**BRIEF**.
All records must be quoted exactly. Omit the pictures.
(GIVEN RECORDS Opens)
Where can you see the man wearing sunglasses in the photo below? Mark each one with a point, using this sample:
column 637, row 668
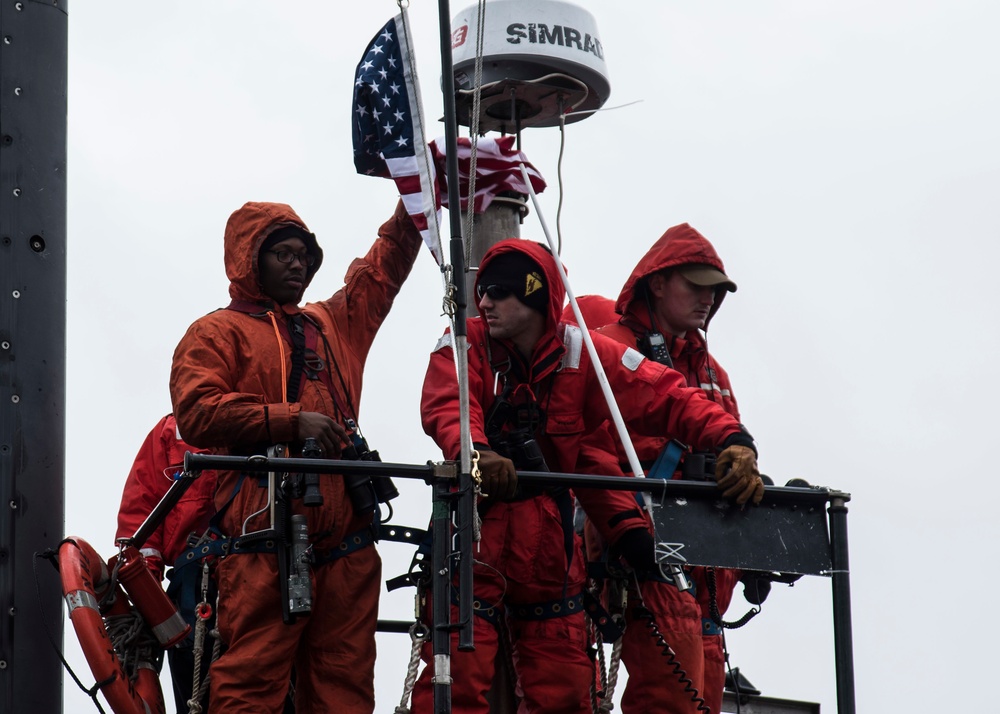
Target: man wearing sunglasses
column 264, row 372
column 534, row 396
(GIVEN RECORDS Closes)
**ANSWER**.
Where can you see the man wearing sunglasses in the photo below? Mark each one with a point, using this sample:
column 637, row 668
Target: man wearing sunglasses
column 264, row 372
column 534, row 396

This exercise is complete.